Exercise directions —
Could you duplicate this listing from the line containing "Target: light blue flag" through the end of the listing, both included, and leave out the pictures?

* BEGIN Given entries *

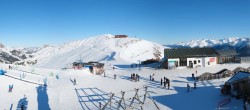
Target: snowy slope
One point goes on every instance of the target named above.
(100, 48)
(61, 94)
(234, 41)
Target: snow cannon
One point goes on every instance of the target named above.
(2, 72)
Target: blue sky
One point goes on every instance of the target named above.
(36, 22)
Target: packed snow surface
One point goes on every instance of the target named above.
(91, 90)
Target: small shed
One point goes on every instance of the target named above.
(239, 84)
(2, 72)
(190, 57)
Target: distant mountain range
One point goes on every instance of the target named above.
(103, 48)
(241, 45)
(107, 48)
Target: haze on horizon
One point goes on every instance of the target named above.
(29, 23)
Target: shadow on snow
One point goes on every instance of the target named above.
(42, 98)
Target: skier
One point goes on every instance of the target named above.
(22, 106)
(9, 88)
(168, 84)
(164, 82)
(161, 81)
(153, 77)
(74, 81)
(138, 77)
(188, 87)
(194, 84)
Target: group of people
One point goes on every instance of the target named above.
(74, 81)
(165, 81)
(11, 88)
(135, 77)
(188, 86)
(152, 77)
(245, 103)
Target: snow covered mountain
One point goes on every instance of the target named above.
(100, 48)
(10, 55)
(241, 45)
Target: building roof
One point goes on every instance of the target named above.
(190, 52)
(239, 76)
(226, 52)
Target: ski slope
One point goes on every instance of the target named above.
(101, 48)
(94, 89)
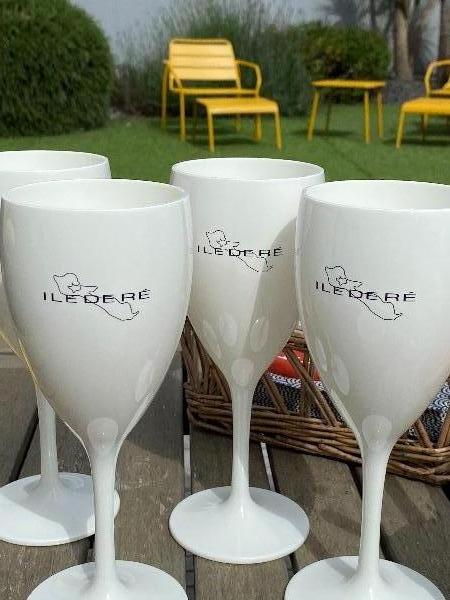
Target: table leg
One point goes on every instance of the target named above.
(210, 130)
(194, 134)
(164, 87)
(312, 119)
(327, 122)
(366, 116)
(380, 114)
(258, 128)
(182, 117)
(278, 139)
(401, 125)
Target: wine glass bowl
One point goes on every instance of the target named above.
(99, 303)
(372, 258)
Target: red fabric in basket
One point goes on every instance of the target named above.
(282, 366)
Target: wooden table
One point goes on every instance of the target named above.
(239, 106)
(424, 107)
(151, 480)
(376, 87)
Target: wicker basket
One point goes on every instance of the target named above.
(209, 406)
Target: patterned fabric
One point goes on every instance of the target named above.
(289, 388)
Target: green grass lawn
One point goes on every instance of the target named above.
(139, 149)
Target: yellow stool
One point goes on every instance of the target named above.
(239, 106)
(421, 106)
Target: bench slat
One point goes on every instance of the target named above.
(201, 49)
(197, 62)
(204, 73)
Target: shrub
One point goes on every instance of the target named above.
(343, 52)
(258, 33)
(56, 68)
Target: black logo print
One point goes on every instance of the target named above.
(382, 305)
(72, 291)
(259, 261)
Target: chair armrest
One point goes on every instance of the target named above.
(256, 68)
(172, 77)
(430, 70)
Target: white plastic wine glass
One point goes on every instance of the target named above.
(243, 308)
(374, 293)
(50, 508)
(97, 275)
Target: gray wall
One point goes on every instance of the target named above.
(119, 17)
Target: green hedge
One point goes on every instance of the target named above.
(56, 68)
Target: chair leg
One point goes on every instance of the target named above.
(210, 130)
(401, 126)
(366, 117)
(164, 88)
(278, 139)
(194, 133)
(380, 119)
(327, 122)
(312, 119)
(182, 117)
(258, 128)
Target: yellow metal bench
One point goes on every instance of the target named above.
(421, 106)
(239, 106)
(194, 63)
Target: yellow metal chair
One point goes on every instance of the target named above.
(444, 91)
(194, 63)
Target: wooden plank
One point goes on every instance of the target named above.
(415, 528)
(210, 467)
(326, 491)
(18, 421)
(150, 476)
(23, 568)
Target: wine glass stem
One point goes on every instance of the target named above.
(103, 465)
(374, 474)
(242, 409)
(47, 439)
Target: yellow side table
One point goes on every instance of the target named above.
(424, 106)
(366, 87)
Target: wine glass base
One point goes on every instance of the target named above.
(32, 514)
(137, 581)
(209, 525)
(332, 579)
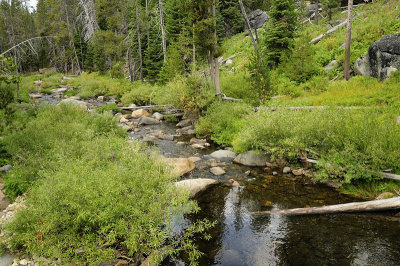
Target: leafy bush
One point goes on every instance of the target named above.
(222, 122)
(95, 193)
(355, 142)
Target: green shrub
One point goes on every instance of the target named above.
(355, 143)
(94, 194)
(108, 107)
(223, 121)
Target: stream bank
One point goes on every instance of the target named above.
(241, 239)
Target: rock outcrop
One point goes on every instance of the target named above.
(252, 158)
(195, 186)
(382, 58)
(181, 166)
(258, 18)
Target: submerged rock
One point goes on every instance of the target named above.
(217, 171)
(145, 120)
(287, 170)
(252, 158)
(158, 116)
(140, 113)
(195, 186)
(185, 123)
(382, 58)
(223, 155)
(181, 166)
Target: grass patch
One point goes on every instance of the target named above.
(90, 192)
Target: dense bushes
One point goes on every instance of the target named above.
(95, 193)
(356, 143)
(222, 122)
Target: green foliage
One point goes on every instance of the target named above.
(280, 30)
(222, 122)
(352, 144)
(95, 193)
(260, 77)
(109, 107)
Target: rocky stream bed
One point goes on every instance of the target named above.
(229, 187)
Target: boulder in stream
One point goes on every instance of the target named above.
(158, 116)
(185, 123)
(140, 113)
(223, 155)
(195, 186)
(181, 166)
(217, 171)
(252, 158)
(145, 120)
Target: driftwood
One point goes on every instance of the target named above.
(329, 32)
(384, 174)
(368, 206)
(149, 107)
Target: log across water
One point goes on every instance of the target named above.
(368, 206)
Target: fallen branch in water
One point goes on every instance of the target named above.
(368, 206)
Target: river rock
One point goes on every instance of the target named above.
(158, 116)
(298, 172)
(100, 99)
(140, 113)
(195, 159)
(223, 155)
(287, 170)
(181, 166)
(81, 104)
(6, 168)
(382, 58)
(252, 158)
(385, 195)
(217, 171)
(234, 183)
(258, 18)
(195, 186)
(123, 120)
(185, 123)
(145, 120)
(189, 130)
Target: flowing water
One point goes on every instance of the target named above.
(241, 238)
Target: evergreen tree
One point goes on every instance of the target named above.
(280, 31)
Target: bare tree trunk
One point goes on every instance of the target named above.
(348, 41)
(194, 50)
(139, 41)
(368, 206)
(147, 24)
(247, 22)
(131, 78)
(164, 39)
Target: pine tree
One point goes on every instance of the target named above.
(280, 31)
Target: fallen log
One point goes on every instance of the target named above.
(329, 32)
(368, 206)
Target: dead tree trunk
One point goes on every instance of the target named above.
(164, 39)
(139, 40)
(348, 41)
(247, 22)
(368, 206)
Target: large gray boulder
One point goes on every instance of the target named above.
(258, 18)
(252, 158)
(223, 155)
(195, 186)
(382, 58)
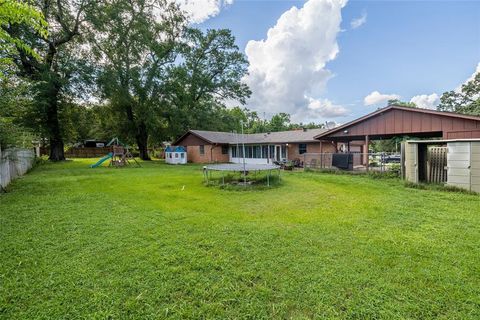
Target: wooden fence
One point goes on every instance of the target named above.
(14, 163)
(436, 164)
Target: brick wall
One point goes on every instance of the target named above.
(313, 147)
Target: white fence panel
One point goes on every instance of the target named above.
(14, 163)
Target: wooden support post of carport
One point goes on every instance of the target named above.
(365, 152)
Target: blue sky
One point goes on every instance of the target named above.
(403, 48)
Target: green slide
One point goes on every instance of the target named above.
(108, 156)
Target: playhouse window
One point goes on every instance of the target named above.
(302, 148)
(224, 149)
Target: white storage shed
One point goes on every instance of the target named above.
(176, 155)
(451, 162)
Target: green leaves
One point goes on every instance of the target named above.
(467, 100)
(14, 12)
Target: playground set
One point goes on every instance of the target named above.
(119, 157)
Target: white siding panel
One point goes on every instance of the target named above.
(458, 156)
(460, 164)
(475, 147)
(465, 179)
(458, 147)
(458, 171)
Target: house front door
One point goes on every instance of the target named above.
(278, 153)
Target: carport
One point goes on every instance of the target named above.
(393, 121)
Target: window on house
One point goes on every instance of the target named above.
(264, 152)
(224, 149)
(302, 148)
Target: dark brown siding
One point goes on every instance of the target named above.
(403, 122)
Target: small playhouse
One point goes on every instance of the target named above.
(176, 155)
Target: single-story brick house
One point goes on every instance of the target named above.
(214, 146)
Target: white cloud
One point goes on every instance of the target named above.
(357, 22)
(201, 10)
(325, 108)
(377, 98)
(477, 70)
(426, 101)
(288, 66)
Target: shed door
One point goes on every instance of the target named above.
(411, 162)
(458, 164)
(475, 166)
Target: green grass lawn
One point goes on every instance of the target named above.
(153, 242)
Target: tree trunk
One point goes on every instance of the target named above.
(56, 141)
(142, 141)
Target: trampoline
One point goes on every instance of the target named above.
(243, 169)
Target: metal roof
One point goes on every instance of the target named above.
(390, 107)
(292, 136)
(443, 141)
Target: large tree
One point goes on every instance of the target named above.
(135, 41)
(55, 73)
(466, 100)
(210, 74)
(13, 12)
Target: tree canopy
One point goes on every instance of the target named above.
(466, 100)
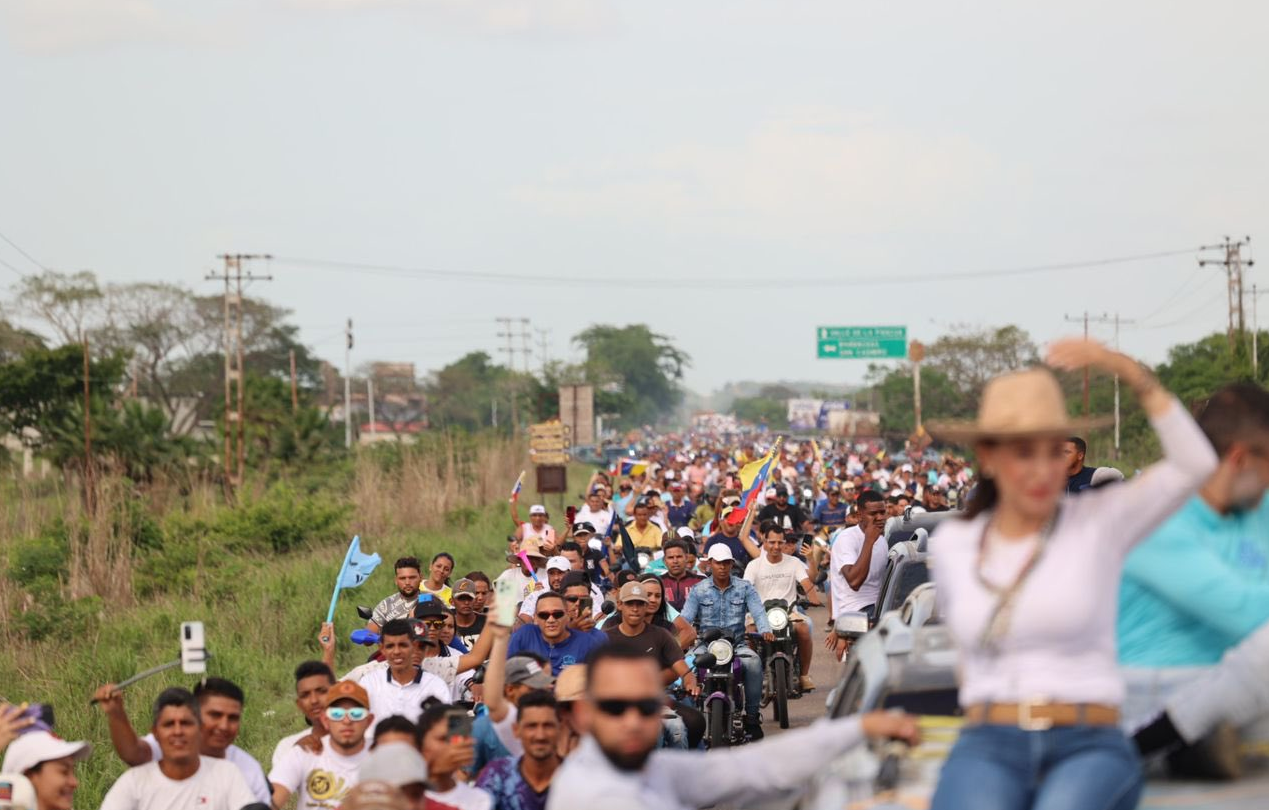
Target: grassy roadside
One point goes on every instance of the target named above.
(256, 635)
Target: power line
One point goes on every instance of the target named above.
(28, 257)
(783, 282)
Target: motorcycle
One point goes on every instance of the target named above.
(722, 691)
(781, 662)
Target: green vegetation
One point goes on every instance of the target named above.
(89, 599)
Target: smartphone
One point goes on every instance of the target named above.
(193, 649)
(506, 601)
(458, 724)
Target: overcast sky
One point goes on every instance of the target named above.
(685, 161)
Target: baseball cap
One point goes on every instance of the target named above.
(571, 683)
(524, 669)
(36, 747)
(720, 552)
(633, 592)
(348, 691)
(17, 792)
(429, 604)
(374, 796)
(395, 763)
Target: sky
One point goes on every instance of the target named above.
(731, 173)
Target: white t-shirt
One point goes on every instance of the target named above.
(463, 796)
(848, 546)
(388, 697)
(217, 785)
(777, 580)
(286, 744)
(319, 781)
(251, 771)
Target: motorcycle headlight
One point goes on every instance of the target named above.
(721, 650)
(778, 618)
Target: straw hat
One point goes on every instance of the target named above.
(1017, 405)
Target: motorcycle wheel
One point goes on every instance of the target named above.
(720, 725)
(781, 692)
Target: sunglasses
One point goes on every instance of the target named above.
(616, 707)
(355, 714)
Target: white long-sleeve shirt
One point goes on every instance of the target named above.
(678, 780)
(1060, 645)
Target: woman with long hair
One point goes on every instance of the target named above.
(1028, 584)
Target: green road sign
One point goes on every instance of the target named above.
(854, 343)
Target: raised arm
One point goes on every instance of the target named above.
(1132, 509)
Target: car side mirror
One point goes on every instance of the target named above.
(850, 625)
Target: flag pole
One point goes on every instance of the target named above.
(339, 580)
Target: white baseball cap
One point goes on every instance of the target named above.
(17, 792)
(720, 552)
(36, 747)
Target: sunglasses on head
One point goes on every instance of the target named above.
(354, 712)
(616, 707)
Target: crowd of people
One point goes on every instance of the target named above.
(564, 679)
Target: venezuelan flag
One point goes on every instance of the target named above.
(632, 466)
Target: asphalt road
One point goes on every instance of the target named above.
(825, 672)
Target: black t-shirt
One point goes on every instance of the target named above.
(654, 640)
(789, 517)
(468, 635)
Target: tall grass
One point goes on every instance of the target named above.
(262, 610)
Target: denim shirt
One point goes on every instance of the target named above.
(710, 607)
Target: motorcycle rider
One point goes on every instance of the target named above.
(777, 577)
(713, 604)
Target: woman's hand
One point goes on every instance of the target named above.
(891, 725)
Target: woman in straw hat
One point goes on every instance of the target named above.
(1028, 583)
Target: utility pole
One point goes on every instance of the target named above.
(89, 488)
(295, 386)
(1232, 264)
(1085, 319)
(542, 348)
(348, 385)
(235, 417)
(1113, 319)
(510, 365)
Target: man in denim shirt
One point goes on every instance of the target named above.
(722, 602)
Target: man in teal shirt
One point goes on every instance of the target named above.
(1199, 585)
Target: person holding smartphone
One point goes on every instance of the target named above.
(448, 747)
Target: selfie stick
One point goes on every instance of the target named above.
(142, 676)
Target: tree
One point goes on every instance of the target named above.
(45, 387)
(635, 371)
(971, 357)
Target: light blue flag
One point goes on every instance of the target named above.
(355, 570)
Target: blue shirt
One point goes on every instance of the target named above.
(825, 514)
(710, 607)
(1196, 587)
(487, 745)
(571, 650)
(503, 780)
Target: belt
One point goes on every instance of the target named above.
(1036, 716)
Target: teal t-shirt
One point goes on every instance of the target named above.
(1196, 587)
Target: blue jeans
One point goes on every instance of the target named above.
(1064, 768)
(753, 670)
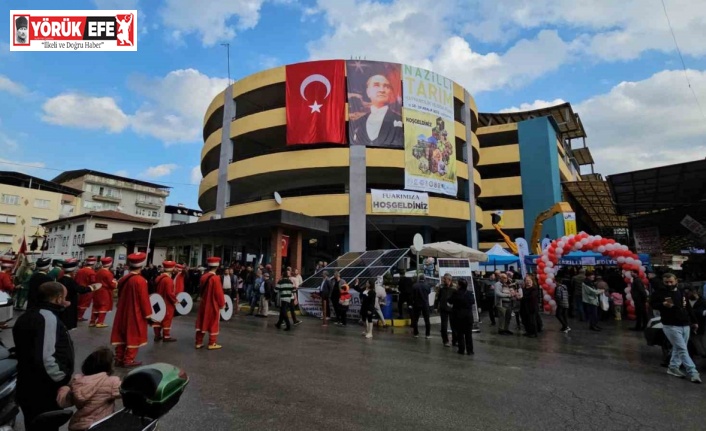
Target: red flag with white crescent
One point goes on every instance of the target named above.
(316, 102)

* END Given entries *

Response for this exercise —
Target: light blue flag
One point goes on every instance of the target named above.
(355, 570)
Target: blue shirt
One point goes on every instance of the target named above.
(825, 514)
(710, 607)
(1196, 587)
(487, 745)
(571, 650)
(503, 780)
Target: belt
One point goes on every instance of the target named above.
(1036, 716)
Target: teal t-shirt
One point goes on every instance of the target named above.
(1196, 587)
Target: blue jeans
One point goes on every instance of the target named above.
(1064, 768)
(753, 670)
Target: red flag with white crescent
One point goes on every instance of the target named above.
(316, 102)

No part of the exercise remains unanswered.